> **DATA FOR THIS EXERCISE**:
★ ★ ★
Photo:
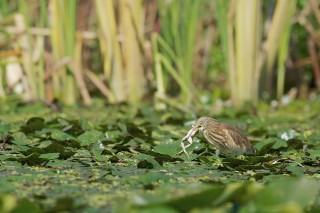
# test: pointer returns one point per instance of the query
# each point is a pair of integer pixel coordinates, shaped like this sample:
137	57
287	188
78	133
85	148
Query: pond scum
122	159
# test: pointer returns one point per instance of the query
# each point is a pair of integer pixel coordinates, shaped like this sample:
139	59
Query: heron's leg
183	149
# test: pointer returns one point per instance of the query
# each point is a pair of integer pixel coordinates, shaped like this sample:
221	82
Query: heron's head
202	123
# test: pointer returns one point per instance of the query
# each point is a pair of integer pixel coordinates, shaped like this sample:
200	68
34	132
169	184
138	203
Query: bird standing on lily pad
226	138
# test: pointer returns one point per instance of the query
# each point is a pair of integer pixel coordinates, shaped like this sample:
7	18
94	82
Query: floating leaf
60	135
49	156
33	124
90	136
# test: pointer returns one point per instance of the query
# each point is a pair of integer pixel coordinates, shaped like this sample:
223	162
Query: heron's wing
239	139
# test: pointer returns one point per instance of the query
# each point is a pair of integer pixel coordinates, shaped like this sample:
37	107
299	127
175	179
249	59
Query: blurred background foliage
171	52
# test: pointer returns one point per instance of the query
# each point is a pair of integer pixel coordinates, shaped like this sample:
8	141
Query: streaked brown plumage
227	139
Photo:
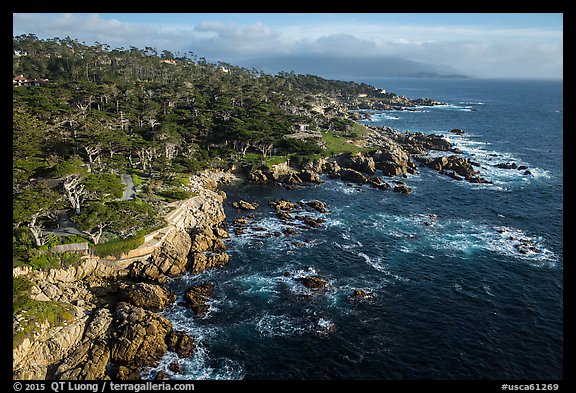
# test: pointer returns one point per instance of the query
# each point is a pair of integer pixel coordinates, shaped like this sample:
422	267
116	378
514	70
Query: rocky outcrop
244	205
89	360
32	358
357	162
453	166
353	176
201	262
257	176
312	282
207	249
402	188
172	257
318	206
139	336
148	296
281	205
197	297
360	294
181	343
105	339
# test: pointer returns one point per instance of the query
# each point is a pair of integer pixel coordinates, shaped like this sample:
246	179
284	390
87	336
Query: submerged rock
139	337
403	189
359	294
352	175
317	205
197	298
281	205
244	205
313	282
181	343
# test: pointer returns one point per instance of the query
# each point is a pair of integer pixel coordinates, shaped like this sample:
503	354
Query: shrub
29	314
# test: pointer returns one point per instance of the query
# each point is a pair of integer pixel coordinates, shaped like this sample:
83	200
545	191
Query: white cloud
473	49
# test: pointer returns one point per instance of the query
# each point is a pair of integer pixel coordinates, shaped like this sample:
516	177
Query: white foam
376	263
270	325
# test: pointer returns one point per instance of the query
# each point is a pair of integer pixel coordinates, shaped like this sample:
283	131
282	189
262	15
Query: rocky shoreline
115	332
390	153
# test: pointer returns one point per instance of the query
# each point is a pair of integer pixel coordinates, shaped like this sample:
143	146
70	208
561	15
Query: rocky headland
114	330
387	153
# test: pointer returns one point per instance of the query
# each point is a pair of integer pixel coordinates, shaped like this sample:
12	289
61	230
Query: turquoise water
452	297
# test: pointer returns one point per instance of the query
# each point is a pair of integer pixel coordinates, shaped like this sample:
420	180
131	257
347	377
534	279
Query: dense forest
101	113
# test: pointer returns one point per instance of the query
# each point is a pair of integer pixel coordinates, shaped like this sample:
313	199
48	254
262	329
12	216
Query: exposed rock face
257	176
197	296
90	359
148	296
181	343
97	343
313	222
358	162
506	165
172	257
244	205
313	282
403	189
139	336
201	262
333	169
31	359
309	176
352	175
207	239
281	205
318	205
360	294
452	165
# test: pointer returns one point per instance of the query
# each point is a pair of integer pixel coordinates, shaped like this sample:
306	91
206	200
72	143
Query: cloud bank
473	49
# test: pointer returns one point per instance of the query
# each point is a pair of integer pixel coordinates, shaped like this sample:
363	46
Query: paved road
129	192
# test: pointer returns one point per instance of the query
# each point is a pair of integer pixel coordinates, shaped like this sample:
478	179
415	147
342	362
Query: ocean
451	295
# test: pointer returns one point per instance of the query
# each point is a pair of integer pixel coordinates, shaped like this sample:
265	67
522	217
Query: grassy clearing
118	247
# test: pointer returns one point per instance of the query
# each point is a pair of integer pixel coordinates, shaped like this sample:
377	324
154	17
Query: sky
482	45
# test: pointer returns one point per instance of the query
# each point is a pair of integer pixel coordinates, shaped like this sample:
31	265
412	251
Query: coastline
107	293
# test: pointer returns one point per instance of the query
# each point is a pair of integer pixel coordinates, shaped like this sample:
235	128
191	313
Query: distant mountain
345	67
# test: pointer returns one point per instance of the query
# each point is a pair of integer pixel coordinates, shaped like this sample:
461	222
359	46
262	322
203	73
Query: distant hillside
344	67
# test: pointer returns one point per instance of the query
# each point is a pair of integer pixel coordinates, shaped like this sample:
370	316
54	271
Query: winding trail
129	192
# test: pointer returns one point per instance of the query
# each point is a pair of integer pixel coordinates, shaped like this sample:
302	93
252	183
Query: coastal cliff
111	329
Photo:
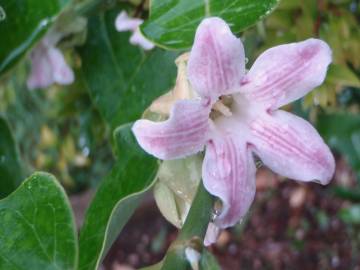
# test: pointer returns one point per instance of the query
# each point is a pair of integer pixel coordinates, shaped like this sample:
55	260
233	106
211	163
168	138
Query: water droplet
85	151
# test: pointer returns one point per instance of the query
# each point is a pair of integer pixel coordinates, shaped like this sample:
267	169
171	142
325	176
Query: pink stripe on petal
291	147
229	173
217	59
183	134
287	72
41	75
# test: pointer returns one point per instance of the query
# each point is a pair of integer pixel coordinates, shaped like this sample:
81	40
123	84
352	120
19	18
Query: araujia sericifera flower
48	65
236	115
125	23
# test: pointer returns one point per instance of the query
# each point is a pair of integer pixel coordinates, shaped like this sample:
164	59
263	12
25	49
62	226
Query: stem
193	230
★ ★ ★
> **WHAT IS NEEDED**:
Please print the entries exactly as they stand. Images are not part of the copy.

> **EXERCISE SOLUTION**:
Photo:
# test: pointer returns one point per instance of the query
# each point is a pair of integer pixel coordinates, shaped like this sample:
137	57
287	188
78	133
85	148
Query: pond scum
122	159
# test: pointer returns one point per instance of the query
# each point is a pair of integer pixel coordinates, shaped like this sample:
139	59
Query: heron's leg
183	149
# test: pointer returns one point per instance of the query
# each point is a pair of integer pixel coordinates, shaped like this sample:
221	82
Query: heron's head
202	123
# test: pointer returns one point per instance of the query
# each point is a pair of integer pixel coordinates, shaped like this sample:
200	68
34	132
169	184
138	203
Query: bird standing on lily pad
226	138
# test: pointer returns one point per instance of the query
# each point is a pair of integer pixel coordinates, shaped like this sample:
7	18
94	82
Query: floating leaf
60	135
49	156
33	124
90	136
# test: pointer returns one point per instance of the query
# each point is a pair of integer pixel coordinates, shaped like this sample:
223	162
Query: heron's wing
239	139
# test: pointer returns one point per instance of the query
# each point is a pair of integer pixel coordinates, shaped like this sample:
37	107
299	127
175	179
249	59
Query: blurred background foliage
171	52
# test: pointer returns one point per instance of the query
# each point is a pair of integer pixel coordinates, shaped like this sample:
8	141
Query: streaked brown plumage
227	139
Photo:
# test: pointer returns one point per instance of the query
# each point is a pair of integer pixel coordinates, shaped like this sample:
422	267
116	378
514	70
Query: rocky outcrop
244	205
89	360
32	358
357	162
453	166
353	176
201	262
257	176
312	282
207	249
402	188
172	257
318	206
139	336
148	296
281	205
197	297
360	294
181	343
105	339
# test: pointer returns one point per instance of the query
# each point is a pair of integer pixel coordinates, shaped like this sample:
246	179
284	390
87	336
Query: submerged rock
139	337
403	189
359	294
352	175
317	205
197	298
281	205
244	205
313	282
181	343
# test: pointer returns one point per instance of the query
# each point is a pair of integer pixel coordinates, shaped like this sample:
503	354
Query: shrub
29	314
# test: pointer returns one point per instance of the query
# each point is a pair of integer pixel coordinates, shaped like this sample:
83	200
545	191
Query: white cloud
473	49
# test: pointer returns one point per instance of the query
# each point is a pair of integer pixel coordinates, shaped like this sample:
516	177
Query: white foam
376	263
270	325
# test: pointer returns one point per instance of the query
# each point is a pair of integer pixel coordinates, shaped like this sample:
283	131
282	189
262	15
Query: rocky shoreline
115	332
390	153
# test: pointer returns one point per instance of the query
# each point is a pair of integer pixel coordinates, shaped like this sample:
143	146
70	208
561	15
Query: rocky headland
114	330
387	153
# test: pointer returns one point per instance of the query
# each point is a pair of integer pixel coordinates, shaped like this sample:
12	289
61	230
Query: turquoise water
452	297
# test: pointer returns one point per instance of the query
# each point is a pair of integer pixel coordinates, shaped like this sample:
420	180
131	257
347	377
534	279
Query: dense forest
101	113
# test: pointer returns one point per instance of the query
# each point is a pair of integer pixel coordinates, shaped like this sample:
313	199
48	254
262	329
12	216
Query: exposed rock face
257	176
197	296
90	359
148	296
181	343
97	343
313	222
358	162
506	165
172	257
244	205
313	282
403	189
139	336
201	262
333	169
31	359
309	176
352	175
207	239
281	205
318	205
360	294
452	165
# test: pointer returns one point per instance of the query
# each point is a pair of integer pixel coordinates, shaped like this sample:
306	91
206	200
72	143
Query: cloud bank
473	49
# test: pointer returns one point per instance of the query
# each point is a pair of integer pixel coordinates, shaped like this sample:
363	46
Query: paved road
129	192
# test: pointer returns one point per instance of the query
# each point is a pair of integer pixel coordinates, shaped like this sample:
478	179
415	147
342	362
Query: ocean
451	295
# test: pointer returns one point per instance of the query
# each point is a pair of integer pixel coordinates, shaped like this sample:
265	67
522	217
Query: grassy clearing
118	247
# test: pointer returns one point per instance of the query
# each point is a pair of integer pixel coordinates, shaped like this sample:
377	324
154	17
Query: sky
482	45
# test: pointer returns one point per instance of the query
# each point is a pair of integer pixel coordinates, shaped like this sample:
31	265
412	251
Query: coastline
107	293
# test: pointer returns one point per instance of the query
# each point is a pair of integer pixel coordinates, shaped like this sample:
235	128
191	313
Query: distant mountain
345	67
# test: pointer returns one point per instance of the query
# each point is a pair of integer pixel coordinates, shaped like this sample:
461	222
359	46
262	322
203	73
Query: distant hillside
344	67
# test: pointer returns one point per instance of the query
# each point is a pair of integer pixel coordinates, shaped like this sample:
370	316
54	271
Query: winding trail
129	192
# test: pointer returns one point per instance of the query
# each point is a pair of integer pixel coordinates, shaped like this sample:
302	93
252	183
Query: coastal cliff
111	329
Photo:
# test: pointer returns one point per instance of the query
# each point is a pair of integer pixel coordinates, shaped like this sample:
55	260
233	106
211	163
168	138
Query: water droplet
85	151
# test: pointer returns one point per instance of the query
# each point is a pair of integer pixel coordinates, shaped like this sample:
267	169
171	142
325	176
Query: pink stripe on petal
291	147
229	173
217	59
183	134
287	72
41	75
# test: pointer returns one point per instance of the query
# each point is a pair of integer pixel coordinates, shaped like this sample:
81	40
123	84
352	120
19	18
Query: araujia sericifera flower
48	65
236	115
125	23
# test: pointer returns one point per instance of the query
# each point is a pair of integer pixel coordinates, shaped like this sample:
164	59
263	12
25	49
62	226
Query: stem
193	230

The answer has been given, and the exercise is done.